Data extracted from a collection

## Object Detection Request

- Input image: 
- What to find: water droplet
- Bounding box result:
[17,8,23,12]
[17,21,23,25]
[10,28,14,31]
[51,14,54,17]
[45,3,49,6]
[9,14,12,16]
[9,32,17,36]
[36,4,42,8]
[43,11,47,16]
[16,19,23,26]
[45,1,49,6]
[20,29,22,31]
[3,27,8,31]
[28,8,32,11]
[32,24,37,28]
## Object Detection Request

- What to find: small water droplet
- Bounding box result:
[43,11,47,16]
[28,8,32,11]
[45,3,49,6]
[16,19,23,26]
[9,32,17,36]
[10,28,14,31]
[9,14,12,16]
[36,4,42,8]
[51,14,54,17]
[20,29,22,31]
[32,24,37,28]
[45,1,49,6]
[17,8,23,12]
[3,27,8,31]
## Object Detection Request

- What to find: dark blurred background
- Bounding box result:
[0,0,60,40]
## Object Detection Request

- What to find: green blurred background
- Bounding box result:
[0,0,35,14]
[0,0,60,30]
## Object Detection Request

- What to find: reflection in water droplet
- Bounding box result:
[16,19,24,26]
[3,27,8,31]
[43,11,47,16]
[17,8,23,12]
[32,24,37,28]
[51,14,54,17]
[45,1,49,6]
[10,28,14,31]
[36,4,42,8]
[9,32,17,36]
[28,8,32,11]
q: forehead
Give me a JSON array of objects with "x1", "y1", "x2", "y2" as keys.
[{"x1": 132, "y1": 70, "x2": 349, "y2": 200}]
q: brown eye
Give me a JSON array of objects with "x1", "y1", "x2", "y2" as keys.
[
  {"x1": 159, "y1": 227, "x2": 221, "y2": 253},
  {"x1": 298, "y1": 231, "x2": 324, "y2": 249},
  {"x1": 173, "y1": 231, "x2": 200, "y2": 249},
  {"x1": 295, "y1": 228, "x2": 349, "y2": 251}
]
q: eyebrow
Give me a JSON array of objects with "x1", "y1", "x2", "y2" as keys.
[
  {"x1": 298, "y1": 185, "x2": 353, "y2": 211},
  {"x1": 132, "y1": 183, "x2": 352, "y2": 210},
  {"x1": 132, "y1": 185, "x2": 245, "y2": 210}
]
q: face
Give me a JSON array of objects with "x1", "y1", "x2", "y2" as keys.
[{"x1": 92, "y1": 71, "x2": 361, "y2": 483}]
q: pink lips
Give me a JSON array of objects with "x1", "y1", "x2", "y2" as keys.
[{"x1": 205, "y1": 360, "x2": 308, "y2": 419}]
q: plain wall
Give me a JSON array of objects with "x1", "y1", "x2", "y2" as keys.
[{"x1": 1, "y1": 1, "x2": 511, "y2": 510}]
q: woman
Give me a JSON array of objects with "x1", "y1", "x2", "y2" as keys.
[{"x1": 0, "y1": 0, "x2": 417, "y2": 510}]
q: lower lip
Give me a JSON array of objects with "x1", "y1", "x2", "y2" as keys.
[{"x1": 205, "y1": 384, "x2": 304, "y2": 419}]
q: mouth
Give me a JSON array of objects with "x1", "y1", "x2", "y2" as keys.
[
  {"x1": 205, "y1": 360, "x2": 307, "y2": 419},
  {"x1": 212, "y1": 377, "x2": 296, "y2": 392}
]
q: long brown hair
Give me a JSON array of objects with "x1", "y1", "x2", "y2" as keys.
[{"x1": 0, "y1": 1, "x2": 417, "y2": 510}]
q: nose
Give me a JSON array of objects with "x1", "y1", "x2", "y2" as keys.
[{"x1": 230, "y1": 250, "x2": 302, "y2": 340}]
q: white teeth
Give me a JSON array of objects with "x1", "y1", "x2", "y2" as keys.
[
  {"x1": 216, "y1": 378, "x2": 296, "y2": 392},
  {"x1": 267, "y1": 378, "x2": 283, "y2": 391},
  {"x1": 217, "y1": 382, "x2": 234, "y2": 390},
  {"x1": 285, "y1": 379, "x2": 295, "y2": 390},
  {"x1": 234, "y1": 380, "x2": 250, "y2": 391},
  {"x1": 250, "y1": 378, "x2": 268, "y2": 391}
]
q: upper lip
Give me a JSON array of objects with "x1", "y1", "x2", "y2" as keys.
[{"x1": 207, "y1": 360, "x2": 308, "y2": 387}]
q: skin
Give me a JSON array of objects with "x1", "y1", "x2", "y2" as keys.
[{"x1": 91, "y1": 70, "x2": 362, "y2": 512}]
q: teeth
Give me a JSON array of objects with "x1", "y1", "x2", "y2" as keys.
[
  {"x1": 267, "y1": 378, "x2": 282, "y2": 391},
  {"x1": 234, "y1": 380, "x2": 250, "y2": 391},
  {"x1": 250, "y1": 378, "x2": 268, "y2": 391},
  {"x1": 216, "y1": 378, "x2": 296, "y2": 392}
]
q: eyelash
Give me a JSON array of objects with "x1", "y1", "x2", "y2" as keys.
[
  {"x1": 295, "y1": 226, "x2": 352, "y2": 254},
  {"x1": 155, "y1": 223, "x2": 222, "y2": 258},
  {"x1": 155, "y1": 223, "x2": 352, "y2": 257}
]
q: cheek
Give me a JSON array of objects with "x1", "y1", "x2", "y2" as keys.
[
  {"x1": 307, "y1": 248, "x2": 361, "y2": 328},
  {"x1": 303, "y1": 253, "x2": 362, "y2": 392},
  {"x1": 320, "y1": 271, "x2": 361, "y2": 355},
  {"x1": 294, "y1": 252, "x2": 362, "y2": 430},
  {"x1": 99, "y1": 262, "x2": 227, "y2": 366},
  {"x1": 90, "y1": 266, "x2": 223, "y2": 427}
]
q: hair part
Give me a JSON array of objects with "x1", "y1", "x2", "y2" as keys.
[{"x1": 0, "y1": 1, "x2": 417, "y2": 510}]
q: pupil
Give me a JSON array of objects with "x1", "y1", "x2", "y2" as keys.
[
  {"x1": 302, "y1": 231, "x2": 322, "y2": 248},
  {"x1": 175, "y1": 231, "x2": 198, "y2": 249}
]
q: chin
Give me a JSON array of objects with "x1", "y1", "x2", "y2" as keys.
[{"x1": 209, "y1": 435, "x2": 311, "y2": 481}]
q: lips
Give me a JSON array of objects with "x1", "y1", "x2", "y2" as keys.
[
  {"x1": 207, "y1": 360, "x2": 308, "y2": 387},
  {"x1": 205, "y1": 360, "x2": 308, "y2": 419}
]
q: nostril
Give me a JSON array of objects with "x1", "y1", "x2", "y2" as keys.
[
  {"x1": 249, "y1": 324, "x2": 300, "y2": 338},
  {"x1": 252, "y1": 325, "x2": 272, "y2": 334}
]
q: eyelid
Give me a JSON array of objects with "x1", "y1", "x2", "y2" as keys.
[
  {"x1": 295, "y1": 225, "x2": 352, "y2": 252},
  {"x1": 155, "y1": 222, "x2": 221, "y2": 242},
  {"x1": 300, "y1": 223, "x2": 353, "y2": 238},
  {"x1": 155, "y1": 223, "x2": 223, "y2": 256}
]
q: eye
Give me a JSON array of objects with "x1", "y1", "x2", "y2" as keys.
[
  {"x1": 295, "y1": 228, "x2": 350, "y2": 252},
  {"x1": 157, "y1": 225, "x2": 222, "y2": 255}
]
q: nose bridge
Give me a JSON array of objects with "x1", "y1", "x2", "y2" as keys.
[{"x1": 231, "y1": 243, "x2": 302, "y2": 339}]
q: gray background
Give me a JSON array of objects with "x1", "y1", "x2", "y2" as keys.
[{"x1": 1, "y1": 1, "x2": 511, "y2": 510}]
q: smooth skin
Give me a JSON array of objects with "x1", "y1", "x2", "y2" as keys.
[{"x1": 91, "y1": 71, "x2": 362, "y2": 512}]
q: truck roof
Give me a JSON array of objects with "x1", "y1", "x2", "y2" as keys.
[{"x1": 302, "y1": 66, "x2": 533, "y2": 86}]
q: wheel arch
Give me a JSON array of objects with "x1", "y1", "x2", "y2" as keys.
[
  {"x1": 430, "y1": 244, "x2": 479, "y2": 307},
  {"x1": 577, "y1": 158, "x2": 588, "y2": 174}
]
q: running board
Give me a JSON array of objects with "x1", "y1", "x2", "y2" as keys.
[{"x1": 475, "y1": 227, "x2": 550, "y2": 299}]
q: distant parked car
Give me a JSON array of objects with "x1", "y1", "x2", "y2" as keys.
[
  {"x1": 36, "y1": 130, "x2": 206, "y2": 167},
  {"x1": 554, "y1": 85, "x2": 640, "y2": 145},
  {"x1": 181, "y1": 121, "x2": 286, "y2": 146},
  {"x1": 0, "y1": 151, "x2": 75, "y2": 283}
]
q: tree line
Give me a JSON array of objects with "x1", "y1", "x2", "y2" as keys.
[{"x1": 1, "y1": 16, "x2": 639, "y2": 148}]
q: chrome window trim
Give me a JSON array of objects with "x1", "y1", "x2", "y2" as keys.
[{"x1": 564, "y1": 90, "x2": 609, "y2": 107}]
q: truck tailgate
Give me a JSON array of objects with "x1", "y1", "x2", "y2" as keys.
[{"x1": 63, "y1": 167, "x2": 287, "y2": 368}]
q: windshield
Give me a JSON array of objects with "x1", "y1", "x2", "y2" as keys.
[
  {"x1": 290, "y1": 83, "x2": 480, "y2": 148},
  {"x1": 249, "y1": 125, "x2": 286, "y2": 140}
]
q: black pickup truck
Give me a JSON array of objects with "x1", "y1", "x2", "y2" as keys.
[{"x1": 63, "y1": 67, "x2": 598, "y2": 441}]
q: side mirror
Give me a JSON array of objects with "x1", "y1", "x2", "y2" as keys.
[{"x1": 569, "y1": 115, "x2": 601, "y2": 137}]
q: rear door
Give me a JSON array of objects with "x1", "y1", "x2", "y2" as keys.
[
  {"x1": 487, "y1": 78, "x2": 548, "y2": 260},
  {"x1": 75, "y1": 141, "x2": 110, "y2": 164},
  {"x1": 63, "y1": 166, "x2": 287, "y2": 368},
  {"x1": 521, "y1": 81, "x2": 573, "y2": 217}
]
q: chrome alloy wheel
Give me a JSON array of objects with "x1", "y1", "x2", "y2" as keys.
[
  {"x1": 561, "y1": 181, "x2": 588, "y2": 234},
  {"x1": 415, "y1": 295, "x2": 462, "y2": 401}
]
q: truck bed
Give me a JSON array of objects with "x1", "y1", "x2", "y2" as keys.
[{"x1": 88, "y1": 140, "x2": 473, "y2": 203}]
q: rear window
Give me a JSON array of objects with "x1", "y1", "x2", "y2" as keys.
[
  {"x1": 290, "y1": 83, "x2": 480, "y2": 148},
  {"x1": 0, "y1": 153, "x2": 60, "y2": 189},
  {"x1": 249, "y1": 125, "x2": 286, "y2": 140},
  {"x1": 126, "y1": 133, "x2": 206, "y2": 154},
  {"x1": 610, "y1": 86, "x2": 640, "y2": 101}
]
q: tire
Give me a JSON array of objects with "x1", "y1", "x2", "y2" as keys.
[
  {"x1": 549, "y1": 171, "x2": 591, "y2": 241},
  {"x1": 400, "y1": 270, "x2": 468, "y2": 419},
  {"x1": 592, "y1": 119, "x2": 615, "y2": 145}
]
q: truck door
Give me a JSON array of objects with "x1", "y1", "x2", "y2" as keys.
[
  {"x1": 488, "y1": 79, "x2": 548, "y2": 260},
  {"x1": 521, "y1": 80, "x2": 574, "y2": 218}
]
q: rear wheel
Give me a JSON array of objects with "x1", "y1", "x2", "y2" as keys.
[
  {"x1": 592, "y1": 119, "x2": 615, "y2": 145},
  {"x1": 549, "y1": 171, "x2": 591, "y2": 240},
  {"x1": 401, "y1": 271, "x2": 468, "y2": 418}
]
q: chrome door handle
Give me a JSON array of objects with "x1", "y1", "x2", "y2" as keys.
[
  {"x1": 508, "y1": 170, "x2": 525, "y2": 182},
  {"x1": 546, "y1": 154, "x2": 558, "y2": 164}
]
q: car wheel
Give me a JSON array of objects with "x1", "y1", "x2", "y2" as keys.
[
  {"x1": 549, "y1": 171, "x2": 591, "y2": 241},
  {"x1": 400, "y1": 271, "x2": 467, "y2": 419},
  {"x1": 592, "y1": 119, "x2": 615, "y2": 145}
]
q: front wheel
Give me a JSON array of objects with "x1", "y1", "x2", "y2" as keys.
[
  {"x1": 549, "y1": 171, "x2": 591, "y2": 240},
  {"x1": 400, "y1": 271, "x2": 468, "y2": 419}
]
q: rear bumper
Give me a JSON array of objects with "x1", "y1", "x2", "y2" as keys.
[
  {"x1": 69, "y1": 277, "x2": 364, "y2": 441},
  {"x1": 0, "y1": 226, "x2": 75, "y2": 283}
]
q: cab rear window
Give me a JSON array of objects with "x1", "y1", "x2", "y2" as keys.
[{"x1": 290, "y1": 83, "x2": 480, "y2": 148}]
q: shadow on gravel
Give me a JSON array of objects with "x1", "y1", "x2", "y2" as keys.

#### Assigned task:
Go through the records and copy each line with "chrome" in it.

#### Answer box:
q: chrome window trim
q: chrome alloy wheel
q: chrome door handle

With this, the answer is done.